↓
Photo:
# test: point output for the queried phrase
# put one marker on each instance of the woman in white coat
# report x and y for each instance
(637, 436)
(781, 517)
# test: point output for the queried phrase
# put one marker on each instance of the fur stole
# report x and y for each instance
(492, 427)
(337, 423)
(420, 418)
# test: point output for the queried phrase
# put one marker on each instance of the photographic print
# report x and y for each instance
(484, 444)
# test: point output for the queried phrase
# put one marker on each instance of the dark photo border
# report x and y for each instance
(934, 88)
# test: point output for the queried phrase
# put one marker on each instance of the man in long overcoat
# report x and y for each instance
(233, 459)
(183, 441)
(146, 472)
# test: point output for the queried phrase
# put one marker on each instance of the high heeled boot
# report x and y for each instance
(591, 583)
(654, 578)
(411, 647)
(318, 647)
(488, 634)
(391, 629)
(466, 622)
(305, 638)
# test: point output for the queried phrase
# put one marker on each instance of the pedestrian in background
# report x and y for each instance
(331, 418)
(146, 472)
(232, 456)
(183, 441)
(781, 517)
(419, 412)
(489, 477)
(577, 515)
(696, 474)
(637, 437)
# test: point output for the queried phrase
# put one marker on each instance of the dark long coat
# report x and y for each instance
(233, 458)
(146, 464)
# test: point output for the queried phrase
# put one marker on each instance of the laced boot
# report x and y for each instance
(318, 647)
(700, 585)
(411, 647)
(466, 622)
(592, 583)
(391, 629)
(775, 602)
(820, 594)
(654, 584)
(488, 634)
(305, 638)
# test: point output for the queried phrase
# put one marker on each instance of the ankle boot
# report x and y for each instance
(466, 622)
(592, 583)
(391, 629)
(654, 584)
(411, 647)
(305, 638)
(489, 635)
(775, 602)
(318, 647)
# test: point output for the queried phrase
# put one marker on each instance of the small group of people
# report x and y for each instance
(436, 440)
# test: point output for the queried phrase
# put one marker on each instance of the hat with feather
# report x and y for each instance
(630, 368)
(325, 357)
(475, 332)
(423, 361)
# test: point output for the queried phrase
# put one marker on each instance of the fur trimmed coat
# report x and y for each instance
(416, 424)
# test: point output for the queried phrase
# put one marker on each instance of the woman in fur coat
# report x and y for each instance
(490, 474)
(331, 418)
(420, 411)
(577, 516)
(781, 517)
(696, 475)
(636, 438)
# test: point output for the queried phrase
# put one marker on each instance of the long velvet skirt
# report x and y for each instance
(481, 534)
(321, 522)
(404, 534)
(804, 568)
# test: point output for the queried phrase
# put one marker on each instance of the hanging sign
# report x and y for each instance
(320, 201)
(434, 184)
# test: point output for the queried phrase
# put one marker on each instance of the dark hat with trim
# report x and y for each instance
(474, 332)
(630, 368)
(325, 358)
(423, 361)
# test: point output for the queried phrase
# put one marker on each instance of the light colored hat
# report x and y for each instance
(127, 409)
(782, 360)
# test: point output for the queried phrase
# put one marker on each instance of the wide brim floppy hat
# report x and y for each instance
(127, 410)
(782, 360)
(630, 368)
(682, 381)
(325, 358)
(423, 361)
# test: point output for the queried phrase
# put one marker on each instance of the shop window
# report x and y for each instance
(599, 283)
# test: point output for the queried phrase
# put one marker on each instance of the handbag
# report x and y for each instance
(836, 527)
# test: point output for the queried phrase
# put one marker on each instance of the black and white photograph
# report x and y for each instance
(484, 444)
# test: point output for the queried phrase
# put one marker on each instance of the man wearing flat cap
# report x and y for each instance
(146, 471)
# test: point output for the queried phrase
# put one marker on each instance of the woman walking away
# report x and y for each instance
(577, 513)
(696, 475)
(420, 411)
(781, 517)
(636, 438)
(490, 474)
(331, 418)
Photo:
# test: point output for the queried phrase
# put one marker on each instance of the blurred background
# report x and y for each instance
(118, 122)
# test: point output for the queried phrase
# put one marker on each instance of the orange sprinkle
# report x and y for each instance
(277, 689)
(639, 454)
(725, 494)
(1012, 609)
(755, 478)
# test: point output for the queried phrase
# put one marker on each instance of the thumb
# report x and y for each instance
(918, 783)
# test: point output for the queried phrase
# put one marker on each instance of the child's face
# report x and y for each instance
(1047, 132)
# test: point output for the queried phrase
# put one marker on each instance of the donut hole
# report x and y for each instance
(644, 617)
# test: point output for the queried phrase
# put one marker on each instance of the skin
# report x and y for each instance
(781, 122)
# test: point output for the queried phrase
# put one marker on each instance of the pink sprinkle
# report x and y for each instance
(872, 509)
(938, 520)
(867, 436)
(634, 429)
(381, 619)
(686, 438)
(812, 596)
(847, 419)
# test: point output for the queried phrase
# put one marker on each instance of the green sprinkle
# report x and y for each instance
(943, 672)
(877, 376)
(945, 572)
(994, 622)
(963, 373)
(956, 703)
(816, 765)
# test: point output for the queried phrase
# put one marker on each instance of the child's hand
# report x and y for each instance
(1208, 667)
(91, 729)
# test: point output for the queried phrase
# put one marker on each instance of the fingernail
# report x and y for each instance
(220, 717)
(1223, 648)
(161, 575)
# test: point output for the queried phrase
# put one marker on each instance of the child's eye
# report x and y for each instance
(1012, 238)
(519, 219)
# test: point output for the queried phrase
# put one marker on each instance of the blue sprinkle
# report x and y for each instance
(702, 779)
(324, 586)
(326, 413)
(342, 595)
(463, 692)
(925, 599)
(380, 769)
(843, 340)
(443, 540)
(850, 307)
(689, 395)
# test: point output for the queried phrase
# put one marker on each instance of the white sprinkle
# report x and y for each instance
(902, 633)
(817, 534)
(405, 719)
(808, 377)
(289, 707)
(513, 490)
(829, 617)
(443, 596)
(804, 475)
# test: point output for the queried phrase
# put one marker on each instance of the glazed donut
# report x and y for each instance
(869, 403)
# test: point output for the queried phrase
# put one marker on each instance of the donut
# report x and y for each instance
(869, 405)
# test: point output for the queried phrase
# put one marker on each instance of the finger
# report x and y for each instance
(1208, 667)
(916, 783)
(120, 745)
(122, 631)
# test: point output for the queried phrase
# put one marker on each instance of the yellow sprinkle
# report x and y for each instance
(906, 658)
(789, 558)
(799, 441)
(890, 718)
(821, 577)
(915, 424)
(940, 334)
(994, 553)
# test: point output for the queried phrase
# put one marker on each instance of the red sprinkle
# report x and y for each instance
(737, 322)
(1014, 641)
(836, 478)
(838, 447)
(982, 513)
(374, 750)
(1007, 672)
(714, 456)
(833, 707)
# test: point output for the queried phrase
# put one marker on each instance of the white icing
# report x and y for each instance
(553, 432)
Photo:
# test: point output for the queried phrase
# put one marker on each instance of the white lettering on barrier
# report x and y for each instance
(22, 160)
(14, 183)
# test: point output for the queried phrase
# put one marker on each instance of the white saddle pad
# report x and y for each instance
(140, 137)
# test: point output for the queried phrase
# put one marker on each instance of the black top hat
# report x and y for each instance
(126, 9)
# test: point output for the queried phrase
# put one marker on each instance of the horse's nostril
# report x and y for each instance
↑
**To do:**
Copy, from the data above, every line where the word "background" appears.

**The answer:**
# put one marker on each instance of the pedestrian in background
# put one marker on each instance of the blurred background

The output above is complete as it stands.